> **TASKS AND EXERCISES**:
1) In the text about Livingstone District, which organization controls the airport that serves Livingstone?
2) Check each statement against the text about Livingstone District and answer yes or no, quoting the words that decide it: (a) The 2000 census counted 103,288 people in the district. (b) The M10 meets the T1 at a junction beside Victoria Falls Bridge. (c) Simonga lies in the north of the district.
3) Carry on the text about Livingstone District from its last sentence.

*** Opening DOCUMENT SECTION ***

Livingstone District is a district of Zambia, located in Southern Province. The capital lies at Livingstone, Zambia. As of the 2000 Zambian Census, the district had a population of 103,288 people. Its border with Zimbabwe is formed by the Zambezi River and Victoria Falls. Although most people live in Livingstone, other villages include Jinga Jinga in the north and Simonga in the southwest.

Transportation
The Zambia road of M10 from Kazungula and Sesheke in the west, after passing through Simonga, reaches a junction with the T1 road in the city of Livingstone at a junction adjacent to St. Theresa's Catholic Church and Mosi-Oa-Tunya Square (at a 4-way traffic light junction). The T1 then continues either south to cross over Victoria Falls Bridge into Zimbabwe or north-east towards Zimba, Choma and Lusaka.

Harry Mwanga Nkumbula International Airport serves Livingstone and is connected to the downtown by Libala Drive (often known and labelled as "Airport Road"). The airport is controlled by the National Airports Corporation Limited.

*** Closing DOCUMENT SECTION ***
*** Opening EXTRACTED RECORDS ***

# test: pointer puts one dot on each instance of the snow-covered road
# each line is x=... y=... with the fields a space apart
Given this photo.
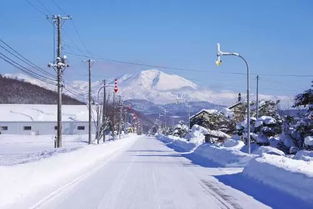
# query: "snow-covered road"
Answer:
x=150 y=175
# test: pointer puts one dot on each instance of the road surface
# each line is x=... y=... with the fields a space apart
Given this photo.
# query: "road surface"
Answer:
x=150 y=175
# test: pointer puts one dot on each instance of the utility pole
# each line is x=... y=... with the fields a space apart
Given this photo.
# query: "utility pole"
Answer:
x=257 y=96
x=59 y=66
x=104 y=110
x=89 y=61
x=113 y=117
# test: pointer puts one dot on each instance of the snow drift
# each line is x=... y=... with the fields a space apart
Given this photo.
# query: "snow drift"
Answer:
x=292 y=176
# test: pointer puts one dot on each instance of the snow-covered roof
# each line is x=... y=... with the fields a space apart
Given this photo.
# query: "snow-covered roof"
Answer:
x=209 y=111
x=32 y=112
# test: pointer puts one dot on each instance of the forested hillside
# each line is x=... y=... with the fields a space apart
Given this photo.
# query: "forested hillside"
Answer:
x=14 y=91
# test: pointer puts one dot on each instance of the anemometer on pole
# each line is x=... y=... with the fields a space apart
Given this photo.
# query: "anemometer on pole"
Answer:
x=59 y=66
x=218 y=63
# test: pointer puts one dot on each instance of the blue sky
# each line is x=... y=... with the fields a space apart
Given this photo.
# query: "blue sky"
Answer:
x=276 y=37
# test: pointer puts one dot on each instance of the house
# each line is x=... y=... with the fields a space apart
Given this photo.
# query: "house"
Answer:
x=41 y=119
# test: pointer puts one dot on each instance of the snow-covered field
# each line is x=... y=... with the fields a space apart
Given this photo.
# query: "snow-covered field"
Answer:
x=18 y=149
x=268 y=165
x=31 y=167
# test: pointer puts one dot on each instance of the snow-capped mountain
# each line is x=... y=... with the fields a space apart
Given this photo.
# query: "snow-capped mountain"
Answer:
x=152 y=85
x=162 y=88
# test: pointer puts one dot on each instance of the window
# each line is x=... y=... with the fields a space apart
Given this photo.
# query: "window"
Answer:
x=81 y=128
x=27 y=128
x=4 y=128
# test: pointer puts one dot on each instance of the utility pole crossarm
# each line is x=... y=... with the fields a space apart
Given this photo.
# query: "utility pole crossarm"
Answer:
x=59 y=65
x=89 y=61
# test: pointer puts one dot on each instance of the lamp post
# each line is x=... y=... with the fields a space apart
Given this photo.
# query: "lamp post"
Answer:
x=218 y=63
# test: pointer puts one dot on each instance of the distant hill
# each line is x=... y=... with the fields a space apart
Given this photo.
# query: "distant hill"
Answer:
x=13 y=91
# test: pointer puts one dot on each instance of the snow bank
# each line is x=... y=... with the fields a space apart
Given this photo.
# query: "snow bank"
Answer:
x=177 y=142
x=292 y=176
x=268 y=150
x=304 y=155
x=308 y=140
x=41 y=177
x=226 y=156
x=196 y=134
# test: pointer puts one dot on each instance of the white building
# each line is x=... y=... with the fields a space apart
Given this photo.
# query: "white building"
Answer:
x=41 y=119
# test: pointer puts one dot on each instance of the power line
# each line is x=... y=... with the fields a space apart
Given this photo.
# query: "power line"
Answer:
x=23 y=69
x=22 y=58
x=184 y=69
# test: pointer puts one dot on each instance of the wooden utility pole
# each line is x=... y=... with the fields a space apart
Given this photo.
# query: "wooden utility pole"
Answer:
x=89 y=61
x=59 y=66
x=257 y=96
x=104 y=110
x=113 y=117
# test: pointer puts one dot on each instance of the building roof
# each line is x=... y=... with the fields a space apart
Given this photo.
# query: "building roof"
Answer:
x=234 y=105
x=47 y=113
x=209 y=111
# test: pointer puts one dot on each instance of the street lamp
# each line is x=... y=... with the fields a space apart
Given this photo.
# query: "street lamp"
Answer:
x=218 y=63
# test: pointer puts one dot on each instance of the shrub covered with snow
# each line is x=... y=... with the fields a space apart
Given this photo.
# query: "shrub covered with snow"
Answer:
x=214 y=120
x=268 y=150
x=180 y=129
x=304 y=155
x=197 y=134
x=299 y=129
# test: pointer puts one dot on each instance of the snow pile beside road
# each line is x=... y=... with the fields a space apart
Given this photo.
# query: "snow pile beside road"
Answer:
x=41 y=177
x=229 y=155
x=304 y=155
x=289 y=175
x=177 y=142
x=19 y=149
x=196 y=134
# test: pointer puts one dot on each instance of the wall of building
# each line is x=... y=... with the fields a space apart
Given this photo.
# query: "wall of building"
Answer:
x=44 y=128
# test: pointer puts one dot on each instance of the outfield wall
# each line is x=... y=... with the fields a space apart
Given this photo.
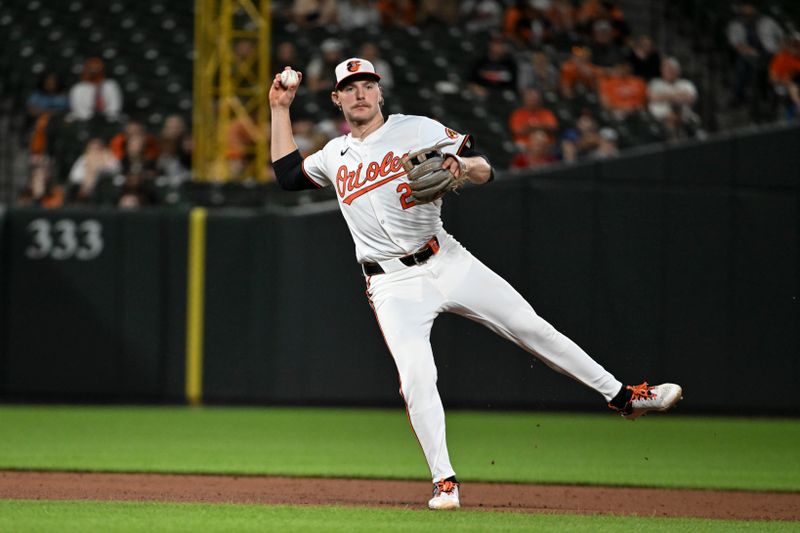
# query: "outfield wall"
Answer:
x=678 y=263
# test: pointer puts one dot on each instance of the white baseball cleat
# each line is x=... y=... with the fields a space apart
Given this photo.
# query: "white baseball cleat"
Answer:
x=656 y=398
x=445 y=495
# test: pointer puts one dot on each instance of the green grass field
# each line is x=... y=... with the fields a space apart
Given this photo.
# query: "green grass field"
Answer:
x=80 y=517
x=665 y=451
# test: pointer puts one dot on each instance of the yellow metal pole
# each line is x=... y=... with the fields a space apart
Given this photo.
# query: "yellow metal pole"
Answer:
x=195 y=306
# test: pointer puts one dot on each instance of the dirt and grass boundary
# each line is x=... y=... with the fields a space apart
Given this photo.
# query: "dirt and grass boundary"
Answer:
x=274 y=490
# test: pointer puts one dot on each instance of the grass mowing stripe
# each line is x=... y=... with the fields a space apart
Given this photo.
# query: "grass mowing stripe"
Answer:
x=664 y=451
x=67 y=517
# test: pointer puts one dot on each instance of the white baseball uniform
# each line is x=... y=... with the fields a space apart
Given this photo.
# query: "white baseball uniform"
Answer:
x=374 y=196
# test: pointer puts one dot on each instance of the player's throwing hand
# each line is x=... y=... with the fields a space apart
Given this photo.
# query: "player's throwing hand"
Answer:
x=284 y=88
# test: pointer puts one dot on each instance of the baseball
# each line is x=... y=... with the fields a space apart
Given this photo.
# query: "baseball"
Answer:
x=289 y=79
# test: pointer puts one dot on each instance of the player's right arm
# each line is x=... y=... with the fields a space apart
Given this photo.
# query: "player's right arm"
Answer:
x=286 y=159
x=280 y=99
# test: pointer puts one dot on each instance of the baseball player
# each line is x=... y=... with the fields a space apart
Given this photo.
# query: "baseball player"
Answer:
x=390 y=174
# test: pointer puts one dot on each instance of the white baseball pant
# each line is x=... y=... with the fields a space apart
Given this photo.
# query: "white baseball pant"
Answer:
x=406 y=302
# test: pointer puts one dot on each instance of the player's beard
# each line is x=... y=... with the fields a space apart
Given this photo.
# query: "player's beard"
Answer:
x=365 y=120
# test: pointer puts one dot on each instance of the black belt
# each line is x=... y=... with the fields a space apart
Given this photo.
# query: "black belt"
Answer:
x=417 y=258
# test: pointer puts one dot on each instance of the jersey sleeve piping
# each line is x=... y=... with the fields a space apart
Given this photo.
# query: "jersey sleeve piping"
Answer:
x=309 y=178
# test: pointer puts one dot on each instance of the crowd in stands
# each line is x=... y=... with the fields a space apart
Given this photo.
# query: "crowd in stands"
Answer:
x=131 y=158
x=542 y=54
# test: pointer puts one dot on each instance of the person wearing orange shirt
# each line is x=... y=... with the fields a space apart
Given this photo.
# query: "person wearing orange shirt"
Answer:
x=622 y=92
x=531 y=117
x=784 y=71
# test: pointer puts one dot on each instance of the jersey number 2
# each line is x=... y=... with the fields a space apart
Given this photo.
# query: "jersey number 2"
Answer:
x=405 y=195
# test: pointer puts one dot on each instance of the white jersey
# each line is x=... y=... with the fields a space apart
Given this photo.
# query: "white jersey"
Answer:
x=372 y=187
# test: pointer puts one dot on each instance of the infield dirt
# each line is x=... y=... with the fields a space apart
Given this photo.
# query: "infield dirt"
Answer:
x=736 y=505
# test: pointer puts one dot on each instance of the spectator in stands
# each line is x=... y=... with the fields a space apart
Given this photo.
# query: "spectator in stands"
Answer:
x=645 y=60
x=175 y=151
x=591 y=12
x=538 y=72
x=621 y=92
x=579 y=73
x=137 y=191
x=135 y=160
x=94 y=94
x=538 y=152
x=354 y=14
x=371 y=53
x=48 y=100
x=481 y=15
x=754 y=38
x=607 y=147
x=532 y=116
x=314 y=12
x=784 y=72
x=670 y=99
x=41 y=190
x=526 y=26
x=97 y=160
x=119 y=142
x=587 y=13
x=317 y=74
x=496 y=71
x=605 y=51
x=580 y=141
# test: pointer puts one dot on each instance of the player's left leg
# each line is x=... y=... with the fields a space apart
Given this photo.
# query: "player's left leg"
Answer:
x=476 y=292
x=473 y=290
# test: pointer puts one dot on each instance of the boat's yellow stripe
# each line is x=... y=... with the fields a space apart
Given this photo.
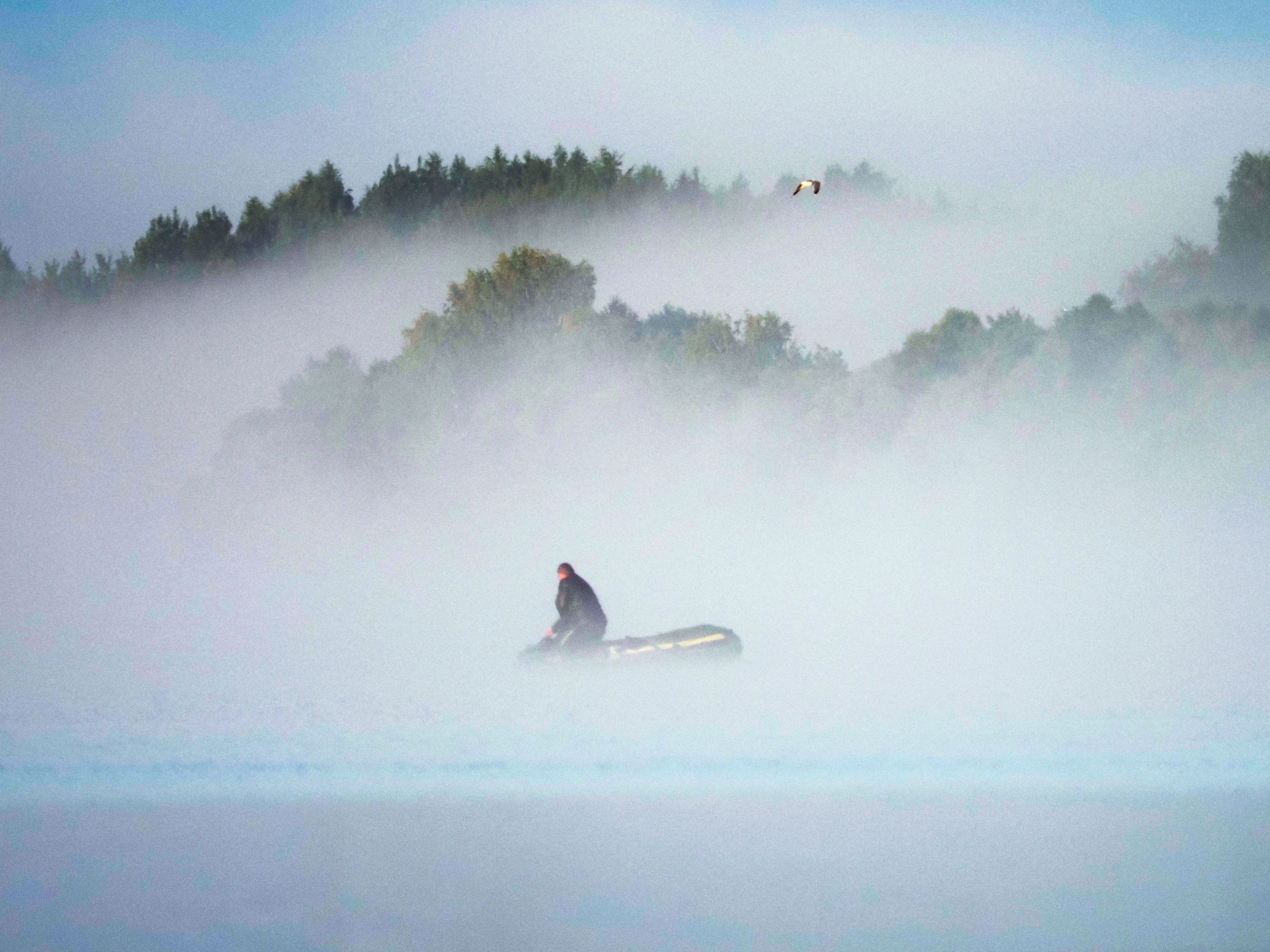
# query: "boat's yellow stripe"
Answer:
x=700 y=641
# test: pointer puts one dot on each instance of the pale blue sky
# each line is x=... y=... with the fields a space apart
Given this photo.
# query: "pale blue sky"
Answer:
x=114 y=112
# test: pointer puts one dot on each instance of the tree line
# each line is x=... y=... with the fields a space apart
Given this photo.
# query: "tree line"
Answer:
x=404 y=198
x=521 y=347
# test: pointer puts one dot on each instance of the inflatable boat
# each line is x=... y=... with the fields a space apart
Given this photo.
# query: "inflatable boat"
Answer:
x=699 y=643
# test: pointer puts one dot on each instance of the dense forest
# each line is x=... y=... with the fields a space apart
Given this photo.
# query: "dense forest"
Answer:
x=320 y=207
x=520 y=356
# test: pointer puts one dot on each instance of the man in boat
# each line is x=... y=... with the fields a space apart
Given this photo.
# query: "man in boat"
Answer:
x=582 y=621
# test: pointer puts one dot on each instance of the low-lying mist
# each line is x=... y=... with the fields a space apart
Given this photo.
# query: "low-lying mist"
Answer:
x=986 y=551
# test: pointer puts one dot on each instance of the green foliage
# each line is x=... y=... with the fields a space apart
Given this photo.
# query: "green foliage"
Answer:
x=210 y=237
x=163 y=247
x=11 y=278
x=1182 y=275
x=862 y=181
x=526 y=290
x=257 y=230
x=1244 y=220
x=1099 y=336
x=403 y=200
x=310 y=206
x=945 y=348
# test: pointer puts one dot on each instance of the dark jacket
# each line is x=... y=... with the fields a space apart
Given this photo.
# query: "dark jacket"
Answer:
x=578 y=606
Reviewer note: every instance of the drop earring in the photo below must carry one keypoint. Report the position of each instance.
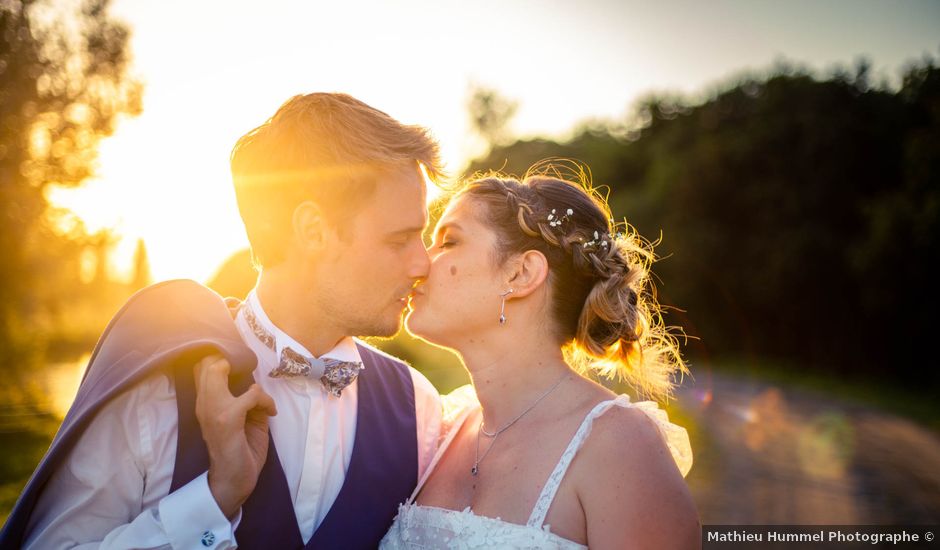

*** Closing EXTRACTED RECORDS ***

> **REPLIES**:
1) The National Airports Corporation Limited.

2)
(a) Yes: "As of the 2000 Zambian Census, the district had a population of 103,288 people."
(b) No: "at a junction adjacent to St. Theresa's Catholic Church and Mosi-Oa-Tunya Square"
(c) No: "Jinga Jinga in the north and Simonga in the southwest"

3)
Health and education
Hospitals in the district include Batoka Hospital and Livingstone General Hospital (Which Are Neighbouring Hospitals And Are Often Treated As One Hospital). Schools include Nalituwe Primary School, Libala Primary School, St. Mary's Secondary School, St. Raphael's Secondary School, Shungu School, Mujala School, and Linda High School.

Victoria Falls
Africa's highest waterfall, Victoria Falls, is found in the Livingstone District. Located by Mosi-oa-Tunya National Park, the waterfalls cascade past Livingstone Island along the Zambezi River. Then, the river passes underneath Victoria Falls Bridge on the road T1. Victoria Falls forms part of the district's border with Zimbabwe.